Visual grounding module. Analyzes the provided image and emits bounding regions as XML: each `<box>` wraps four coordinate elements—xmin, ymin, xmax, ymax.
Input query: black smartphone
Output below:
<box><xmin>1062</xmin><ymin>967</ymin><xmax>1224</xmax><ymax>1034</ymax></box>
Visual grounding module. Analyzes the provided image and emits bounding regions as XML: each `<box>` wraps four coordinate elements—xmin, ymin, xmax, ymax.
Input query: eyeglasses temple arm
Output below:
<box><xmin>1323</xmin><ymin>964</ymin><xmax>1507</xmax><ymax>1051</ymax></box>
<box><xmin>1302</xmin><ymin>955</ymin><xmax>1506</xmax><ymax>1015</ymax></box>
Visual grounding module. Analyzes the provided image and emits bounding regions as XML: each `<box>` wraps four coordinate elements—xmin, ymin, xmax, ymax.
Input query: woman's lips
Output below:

________________________________________

Your assignment:
Your output must be the lines of the material above, from the first through the line that contains "Input query: eyeglasses temple arm", copied exactly. Include both endpoints and nothing else.

The completed task:
Visual grounding module. Analyzes the provided image and emits bounding regions as XML: each `<box>` wraps four coordinate elements—xmin, ymin, xmax, ymax.
Input query: black smartphone
Output below:
<box><xmin>1062</xmin><ymin>967</ymin><xmax>1224</xmax><ymax>1034</ymax></box>
Visual grounding module. Analyzes the provided image and emits bounding regions as XML: each `<box>` wraps four coordinate elements—xmin, ymin, xmax, ymax.
Input query: eyeglasses temple arm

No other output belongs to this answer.